Start of Page excerpt

Upriver settlement and mineral discoveries

(Coal Mountain)
      This undated photograph was often printed on postcards near the turn of the 20th century. It is a truly a puzzlement, as people might have said back then, because most of the building are news to anyone who has seen the photo. We have no idea who the photographer was or what year the photo was taken, much less are we sure of which streets are crossing. At first, we thought that the view is looking south over the young town of Hamilton, with Coal mountain looming behind on the south shore of the Skagit river. That would mean that the streets are: diagonal-left-to-right — Cumberland Street, and horizontal — Maple Street.Or . . . are we looking west-southwest at the same streets, but switched in direction? We have begun to wonder about this because of the mountains in the background and the curved slopes of Iron Mountain and Coal Mountain. Just to confuse matters further, was this photo taken before the disastrous 1897 that wiped out the early town by the river — i.e., could the diagonal street be Cumberland and is the horizontal street, Water Street, which is now covered by the Skagit River? We hope a reader can identify when it was taken, in what direction and what the buildings are in the photo. This is truly one of the most mysterious and fascinating photos that have been passed down throughout the years.

      The first mention of Everett in local sources is in the 1906 Book. A subchapter on the early coal prospecting in the area notes that Everett and Graham arrived in 1873 and met Stevens while they all worked on the Swinomish flats the next spring. While boarding together in LaConner in 1874, the three men met some Indians who had come downriver to trade and showed samples of a strange yellow metal. LaConner pioneer James J. Conner apparently grubstaked the fateful trip upriver to find the source for what the men soon realized was gold. Conner's name would be associated with coal and mines here for at least the next 20 years. In late September that year the three adventurers paddled up to the long log jams at Mount Vernon, portaged around them — probably with Indian guides, and poled up to the future site of Hamilton. Stevens and Everett were intent on finding more of the placer gold, but Graham learned from Indians who lived there that they had found a peculiar black metal in the mountains across the river. Graham crossed the river with the Indians and when he came back he convinced his partners to change their prospecting plans for gold and explore Coal Mountain instead, a fateful decision for Everett.

End of Page excerpt
Start of Material shown

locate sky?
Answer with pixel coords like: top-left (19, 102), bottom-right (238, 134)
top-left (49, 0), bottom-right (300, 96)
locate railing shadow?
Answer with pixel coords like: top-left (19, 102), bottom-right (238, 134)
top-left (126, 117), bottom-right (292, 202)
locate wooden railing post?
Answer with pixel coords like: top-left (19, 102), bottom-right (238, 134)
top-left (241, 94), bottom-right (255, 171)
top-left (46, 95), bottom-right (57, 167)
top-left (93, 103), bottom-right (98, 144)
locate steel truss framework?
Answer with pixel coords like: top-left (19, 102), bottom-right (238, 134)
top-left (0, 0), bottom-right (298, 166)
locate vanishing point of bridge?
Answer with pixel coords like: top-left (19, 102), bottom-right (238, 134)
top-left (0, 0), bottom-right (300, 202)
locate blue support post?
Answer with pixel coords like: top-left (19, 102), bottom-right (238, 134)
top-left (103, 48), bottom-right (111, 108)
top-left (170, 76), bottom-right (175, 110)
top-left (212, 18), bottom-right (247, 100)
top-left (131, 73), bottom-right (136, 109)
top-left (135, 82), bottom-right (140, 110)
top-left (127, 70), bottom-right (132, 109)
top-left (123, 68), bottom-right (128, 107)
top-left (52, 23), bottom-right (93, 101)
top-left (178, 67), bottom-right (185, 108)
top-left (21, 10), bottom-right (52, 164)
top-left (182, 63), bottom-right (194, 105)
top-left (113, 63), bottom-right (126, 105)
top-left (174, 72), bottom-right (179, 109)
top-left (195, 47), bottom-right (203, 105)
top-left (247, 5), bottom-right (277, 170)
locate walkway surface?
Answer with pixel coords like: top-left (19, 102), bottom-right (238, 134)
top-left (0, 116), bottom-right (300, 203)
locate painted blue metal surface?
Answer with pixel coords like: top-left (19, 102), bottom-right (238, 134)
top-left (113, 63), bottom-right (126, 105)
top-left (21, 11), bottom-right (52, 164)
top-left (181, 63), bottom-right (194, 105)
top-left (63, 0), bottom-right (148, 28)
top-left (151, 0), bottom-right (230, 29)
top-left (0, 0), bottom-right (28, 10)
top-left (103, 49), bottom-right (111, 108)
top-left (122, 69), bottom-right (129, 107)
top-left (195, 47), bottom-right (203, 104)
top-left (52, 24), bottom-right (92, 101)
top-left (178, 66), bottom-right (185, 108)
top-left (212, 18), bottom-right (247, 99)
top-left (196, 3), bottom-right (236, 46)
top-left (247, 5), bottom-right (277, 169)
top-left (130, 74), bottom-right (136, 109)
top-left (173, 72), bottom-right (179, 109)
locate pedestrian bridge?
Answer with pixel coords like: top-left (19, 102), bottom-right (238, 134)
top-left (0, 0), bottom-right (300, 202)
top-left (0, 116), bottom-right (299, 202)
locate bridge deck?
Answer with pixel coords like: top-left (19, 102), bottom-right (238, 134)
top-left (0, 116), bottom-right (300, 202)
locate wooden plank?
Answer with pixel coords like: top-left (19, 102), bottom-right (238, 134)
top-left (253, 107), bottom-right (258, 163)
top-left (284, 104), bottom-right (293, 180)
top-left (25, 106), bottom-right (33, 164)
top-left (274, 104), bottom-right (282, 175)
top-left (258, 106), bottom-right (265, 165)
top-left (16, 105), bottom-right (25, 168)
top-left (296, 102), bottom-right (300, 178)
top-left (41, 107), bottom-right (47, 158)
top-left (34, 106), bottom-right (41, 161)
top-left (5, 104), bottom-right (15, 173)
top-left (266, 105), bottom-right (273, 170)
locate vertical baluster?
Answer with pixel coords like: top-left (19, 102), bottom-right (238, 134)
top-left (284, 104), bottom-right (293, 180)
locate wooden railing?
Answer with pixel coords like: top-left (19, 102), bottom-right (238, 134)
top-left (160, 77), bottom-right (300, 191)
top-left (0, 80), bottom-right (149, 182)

End of Material shown

### Task list
a: Decide whether each statement agrees with the text on upriver settlement and mineral discoveries: (i) Everett and Graham arrived in 1873. (ii) The photographer of the postcard photograph is known. (iii) Stevens was the one who learned from the Indians about a black metal in the mountains. Answer yes or no for each, quoting the text's deciding words.
b: Carry on the account of upriver settlement and mineral discoveries, starting after its final sentence.

### Written responses
a:
(i) Yes: "Everett and Graham arrived in 1873"
(ii) No: "We have no idea who the photographer was"
(iii) No: "Graham learned from Indians who lived there that they had found a peculiar black metal in the mountains across the river"

b:
      While Everett recuperated down in Seattle, the third member of the prospecting party — Lafayette Stevens, stayed behind and began promoting the coal ore they had found. [Read the Lafayette Stevens story.] Stevens was a wheeler-dealer in those days and an accomplished miner. Born in Illinois, he moved west across the county, winding up in California for a year and then learned the mining and prospecting business in the wild speculation days of Nevada. He came to the county about the same time as the other two and they valued his considerable skills. Several sources have conflicting reports about how the prospectors followed up on the coal discovery after Everett's accident. Some say that Graham actively promoted the coal discovery that year; others say that the three prospectors stopped prospecting during the usual wet winter and then set out again in the spring of 1875 with newcomer John Rowley. The latter reports say that they passed Hamilton and explored as far upriver as Marblemount and only after being disappointed did they return to Coal Mountain.
      Tough and determined, Everett fashioned a prosthesis during his recuperation and headed back for the river. He made a remarkable recovery and was extraordinarily agile for the rest of his life, as will be seen. Regardless of the timing, the partners set about organizing a mining company and finding investors who would grubstake the three partners and provide capital to hire labor and equipment to sink a shaft down into the mountain. Conner, who owned the LaConner House hotel where the original partners originally boarded, became a principal as did James O'Loughlin, a LaConner tinsmith who would also become a hotelier. Conner was a cousin of John S. Conner, founder of the town, and James suggested that his cousin use his wife's initials, L.A., to coin the name of the village. According to JoAnn Roe's book, Ghost Camps and Boom Towns, the partners incorporated on Sept. 18, 1875, as the Skagit Coal Co. for $960,000. Offices were established in LaConner and Stevens and his original partners were named as trustees, along with six other trustees, including Henry L. Yesler, who opened the first sawmill in Seattle in 1853. Conner recalled in 1906 that he originally dispatched the three adventurers on their trip upriver and said that he had first learned of the coal from an Indian chief. Everett also said in his own paid biography that Conner grubstaked the men.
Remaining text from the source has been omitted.